-- GOAL --
List every target of the four 1999 fiscal year state historical grants named in the All Saints Episcopal Church passage.

-- SUPPLIED PASSAGE --
=-=-=-=-=

The All Saints Episcopal Church in Denver, Colorado, later known as Chapel of Our Merciful Saviour, is a historic church at 2222 W. 32nd Avenue. It was built in 1890 and was added to the National Register of Historic Places in 1978.

History 
The parish was organized in 1874.  The building was built as the All Saints Episcopal Church, and is the second oldest Episcopal Church building in Denver.

1999 Fiscal Year Restoration 
The Bishop and Diocese of Colorado applied for and received four state historical grants in the 1999 fiscal year (between July 1998-July 1999). The targets of these grants were to restore the pipe organ, stained-glass window protection, bringing the building up to current code, and improving neighboring lots. The total of these grants and matching funds was $200,000.

=-=-=-=-=

-- MATERIAL --
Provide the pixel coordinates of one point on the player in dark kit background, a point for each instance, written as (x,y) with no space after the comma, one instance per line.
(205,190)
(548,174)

=-=-=-=-=

-- ANSWER TO THIS PROBLEM --
- Restoring the pipe organ
- Stained-glass window protection
- Bringing the building up to current code
- Improving neighboring lots